Questions to answer:
**A)** Reproduce the passage on prostate cancer genomes word for word, starting at "We identified a" and ending at "Supplementary Fig. 2).".
**B)** In the passage on prostate cancer genomes, what was the estimated mean mutation frequency?

Text provided:
All patients harbored tumors of stage T2c or greater, and Gleason grade 7 or higher. Serum prostate-specific antigen (PSA) levels ranged from 2.1–10.2 ng/ml (Supplementary Table 1). Three tumors contained chromosomal rearrangements involving the TMPRSS2-ERG loci as determined by fluorescence in situ hybridization (FISH) and RT-PCR2 (Table 1 and Supplementary Table 1). We obtained approximately 30-fold mean sequence coverage for each sample, and reliably detected somatic mutations in more than 80% of the genome (described in Supplementary Information). Circos plots12 indicating genomic rearrangements and copy number alterations for each prostate cancer genome are shown in Figure 1.
We identified a median of 3,866 putative somatic base mutations (range: 3,192–5,865) per tumor; the estimated mean mutation frequency was 0.9 per megabase (see Supplementary Methods). This mutation rate is similar to that observed in acute myeloid leukemia and breast cancer13–16 but 7–15 fold lower than rates reported for small cell lung cancer and melanoma17–19. The mutation rate at CpG dinucleotides was more than 10-fold higher than at all other genomic positions (Supplementary Fig. 1). A median of 20 non-synonymous base mutations per sample were called within protein-coding genes (range: 13–43; Supplementary Table 3). We also identified six high-confidence coding indels (4 deletions, 2 insertions) ranging from 1 to 9 base pairs (bp) in length, including a 2bp frameshift insertion in the tumor suppressor gene, PTEN (Supplementary Table 4, Supplementary Fig. 2).

Recorded data:
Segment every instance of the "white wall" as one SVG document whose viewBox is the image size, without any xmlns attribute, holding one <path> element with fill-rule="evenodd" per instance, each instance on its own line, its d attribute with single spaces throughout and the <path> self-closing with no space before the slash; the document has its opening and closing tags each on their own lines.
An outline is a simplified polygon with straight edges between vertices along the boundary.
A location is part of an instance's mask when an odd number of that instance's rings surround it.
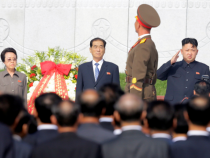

Problem solutions:
**A)**
We identified a median of 3,866 putative somatic base mutations (range: 3,192–5,865) per tumor; the estimated mean mutation frequency was 0.9 per megabase (see Supplementary Methods). This mutation rate is similar to that observed in acute myeloid leukemia and breast cancer13–16 but 7–15 fold lower than rates reported for small cell lung cancer and melanoma17–19. The mutation rate at CpG dinucleotides was more than 10-fold higher than at all other genomic positions (Supplementary Fig. 1). A median of 20 non-synonymous base mutations per sample were called within protein-coding genes (range: 13–43; Supplementary Table 3). We also identified six high-confidence coding indels (4 deletions, 2 insertions) ranging from 1 to 9 base pairs (bp) in length, including a 2bp frameshift insertion in the tumor suppressor gene, PTEN (Supplementary Table 4, Supplementary Fig. 2).

**B)** 0.9 per megabase